• _What the task asks_: Please copy the listing again from the line containing "of the yellow" through the end of the listing, swapping "yellow flower" for "orange flower" and leaving all else unchanged.

• _Listed entries_:
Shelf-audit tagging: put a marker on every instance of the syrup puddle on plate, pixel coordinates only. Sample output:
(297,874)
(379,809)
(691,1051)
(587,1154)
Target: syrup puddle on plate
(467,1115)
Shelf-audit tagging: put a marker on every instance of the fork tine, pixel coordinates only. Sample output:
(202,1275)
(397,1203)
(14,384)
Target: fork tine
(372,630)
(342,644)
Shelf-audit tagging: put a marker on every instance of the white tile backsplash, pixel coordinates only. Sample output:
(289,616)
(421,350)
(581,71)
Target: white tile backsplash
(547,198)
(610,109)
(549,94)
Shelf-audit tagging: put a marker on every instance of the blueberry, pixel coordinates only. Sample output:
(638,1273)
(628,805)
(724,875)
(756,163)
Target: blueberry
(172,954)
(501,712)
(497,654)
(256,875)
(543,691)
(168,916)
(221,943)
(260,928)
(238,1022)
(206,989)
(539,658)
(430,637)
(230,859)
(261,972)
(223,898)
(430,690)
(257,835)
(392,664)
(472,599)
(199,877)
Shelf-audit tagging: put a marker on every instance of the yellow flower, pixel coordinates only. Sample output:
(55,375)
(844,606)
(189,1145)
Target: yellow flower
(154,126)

• _Complete output_:
Shelf-audit tagging: put a marker on every instance of the orange flower, pixel coordinates only. Sample output:
(55,375)
(844,606)
(189,1145)
Target: orange flower
(154,126)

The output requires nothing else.